++++ DOCUMENT SEGMENT ++++

Originally published: October 2015

In some ways, we live in a great time to be breeding dogs. Genome projects in both humans and dogs have yielded information about genetic disease and inheritability of traits that have improved our ability to make better breeding decisions and produce dogs more precisely tailored to our preferences. While research in some areas is proceeding at light speed, in other areas, we don’t know any more than we did fifty years ago. The question of littermates and mother/daughter pairs in the same home is one of those questions that continues to plague people who love dogs and yet information of any sort (let alone organized, thoughtful studies) are non-existent to the best of my knowledge.

A newbie in my breed is, at my persistent recommendation, considering breeding her bitch and keeping a puppy. Her questions were thoughtful. With her permission, I am sharing a portion of her email- “What difference, if any, does gender make? I have heard that adopting siblings is not a good idea because the pups bond to each other and focus on each other rather than the human. How does that relate to if you keep a pup when you already have the mom? Re: keeping a girl pup…what do I need to know about having two bitches in the same house? How much and at what age should I intentionally separate siblings/mom, as opposed to letting them always be together?” Excellent questions!

When I was beginning in dogs, I was taught that siblings should not be kept in the same home together. Nor should pups be raised with their mothers. So I went back through some of my books trying to determine where that advice might have come from. My copy of William Campbell’s book entitled Behavior Problems in Dogs was published in 1975. It was purchased at the UC Davis bookstore in 1984, as it served as a textbook/reference for veterinary students of the time. Campbell’s book has the following comments in a subsection of the Aggressive Behavior chapter labeled Sibling-Type Fighting. It reads in part, “Fighting between canine members of a household usually concerns dogs of the same sex, often littermates. Trigger mechanisms are usually the persons in the family, although sometimes food or another dog may also stimulate fighting. One rule is not to obtain littermates of the same sex, particularly those which appear competitive within the litter.”

++++

#### WHAT NEEDS TO BE DONE
Please continue the article on keeping littermates and mother/daughter dog pairs in one home, starting after its last sentence.

++++ EXTRACTED DATA ++++

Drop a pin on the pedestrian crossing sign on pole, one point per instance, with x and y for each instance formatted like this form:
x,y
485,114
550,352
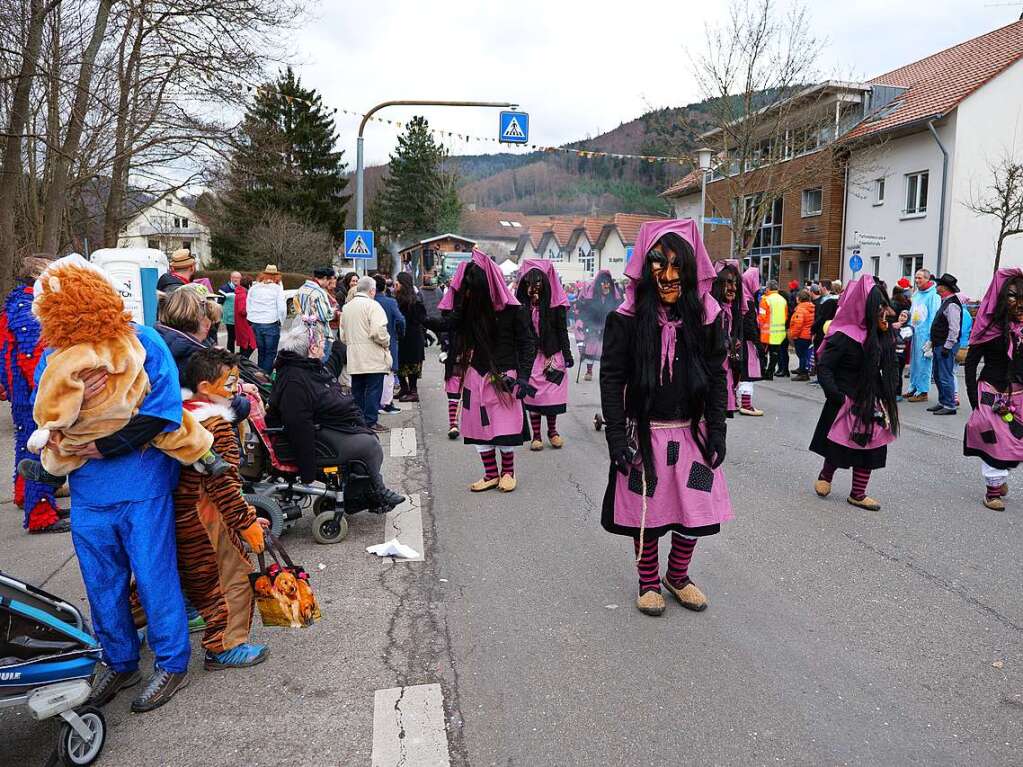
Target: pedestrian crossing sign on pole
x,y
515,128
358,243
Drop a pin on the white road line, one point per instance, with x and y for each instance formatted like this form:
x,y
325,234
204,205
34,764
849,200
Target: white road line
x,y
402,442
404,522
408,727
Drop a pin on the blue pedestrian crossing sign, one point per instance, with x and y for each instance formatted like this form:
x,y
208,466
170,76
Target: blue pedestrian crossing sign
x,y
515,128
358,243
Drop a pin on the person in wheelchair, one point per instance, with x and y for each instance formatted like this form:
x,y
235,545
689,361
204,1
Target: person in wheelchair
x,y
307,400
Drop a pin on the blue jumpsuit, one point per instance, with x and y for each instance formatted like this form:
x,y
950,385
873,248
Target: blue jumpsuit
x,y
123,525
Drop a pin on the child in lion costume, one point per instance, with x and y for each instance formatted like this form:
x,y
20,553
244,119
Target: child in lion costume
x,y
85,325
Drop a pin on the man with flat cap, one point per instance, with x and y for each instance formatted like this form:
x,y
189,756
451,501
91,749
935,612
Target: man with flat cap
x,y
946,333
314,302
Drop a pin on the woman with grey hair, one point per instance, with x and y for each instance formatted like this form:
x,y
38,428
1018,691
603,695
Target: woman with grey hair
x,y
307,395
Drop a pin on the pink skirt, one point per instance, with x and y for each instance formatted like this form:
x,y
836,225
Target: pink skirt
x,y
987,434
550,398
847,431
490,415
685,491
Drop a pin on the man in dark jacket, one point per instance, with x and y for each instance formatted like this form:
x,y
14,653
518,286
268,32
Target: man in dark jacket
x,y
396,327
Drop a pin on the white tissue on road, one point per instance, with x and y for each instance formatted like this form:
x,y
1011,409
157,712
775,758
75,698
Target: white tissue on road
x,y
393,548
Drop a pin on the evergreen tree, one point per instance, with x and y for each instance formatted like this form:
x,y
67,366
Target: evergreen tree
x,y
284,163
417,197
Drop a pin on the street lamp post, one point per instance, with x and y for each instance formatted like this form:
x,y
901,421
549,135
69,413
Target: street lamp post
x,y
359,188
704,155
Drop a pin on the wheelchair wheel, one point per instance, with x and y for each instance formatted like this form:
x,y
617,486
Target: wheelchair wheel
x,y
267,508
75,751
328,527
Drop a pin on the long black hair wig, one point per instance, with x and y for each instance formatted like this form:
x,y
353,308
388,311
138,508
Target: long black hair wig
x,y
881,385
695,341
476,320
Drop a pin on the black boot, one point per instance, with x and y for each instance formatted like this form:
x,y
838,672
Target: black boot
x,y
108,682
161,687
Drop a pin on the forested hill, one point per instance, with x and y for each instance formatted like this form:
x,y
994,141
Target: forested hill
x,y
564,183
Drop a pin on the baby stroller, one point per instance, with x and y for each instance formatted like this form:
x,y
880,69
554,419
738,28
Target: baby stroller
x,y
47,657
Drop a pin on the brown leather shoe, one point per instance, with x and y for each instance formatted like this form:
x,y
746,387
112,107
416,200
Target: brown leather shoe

++++

#### RESULT FOR THIS EXERCISE
The New Knowledge of Dog Behavior by Clarence Pfaffenberger was ground-breaking at the time of its original publication in 1963. It remains a classic work on canine behavior written in the simple and understandable format of a knowledgeable dog man telling the stories about dogs that shaped his understanding. It was reprinted by Dogwise in 2002 and remains, in my mind, a great book and an excellent resource. A large part of this book is about Mr. Pfaffenberger’s work with Guide Dogs for the Blind in San Rafael, California. I found the following quote on page 125 of the reprinted copy, “I cannot remember a single dog who was raised with her mother to adulthood who could be successfully trained for a Guide Dog. Where two littermates are raised together in the same home we have had the same results.” Pfaffenberger continues, “Puppies raised in homes where there are dogs not related to them have never been affected this way by the association with other dogs. This is a field which certainly offers worthwhile, serious study. In the case of two littermates raised together, one becomes a successful candidate for Guide Dog work and one fails, even if their aptitude tests were equal.”

More recently, Another Piece of The Puzzle: Puppy Development edited by Pat Hastings and Erin Ann Rouse contains the following note in Tips and Tricks for Breeders, “Don’t keep littermates. Very seldom will they both reach their full potential.” Oddly, this was the only reference I could find in any of my recent books about keeping littermates and no references at all about keeping her offspring with a bitch. In spite of tremendous increases in studies on and about dogs in the past several years, this particular area of interest still seems lacking systematic research.

Negative admonitions notwithstanding, somewhere along the way I began to keep puppies with their dam, and also kept littermates. At one point I had three Belgian sheepdog littermates living with two Belgian Tervuren siblings from different litters and at least one other, more distantly-related dog (four dogs and three bitches with a mix of intact and altered animals). It was the best group of dogs I have ever owned. Based on everything I was ever taught, these dogs should not have been compatible as an in-home pack. There should have been aggressors and very shy, quiet ones. Some successful with lots of titles and others with none, but that was simply not the case. There was no planning at all to the formation of this pack and yet we did not have problems related to sibling aggression or submissive pack members never reaching their full potential. How did that work, exactly?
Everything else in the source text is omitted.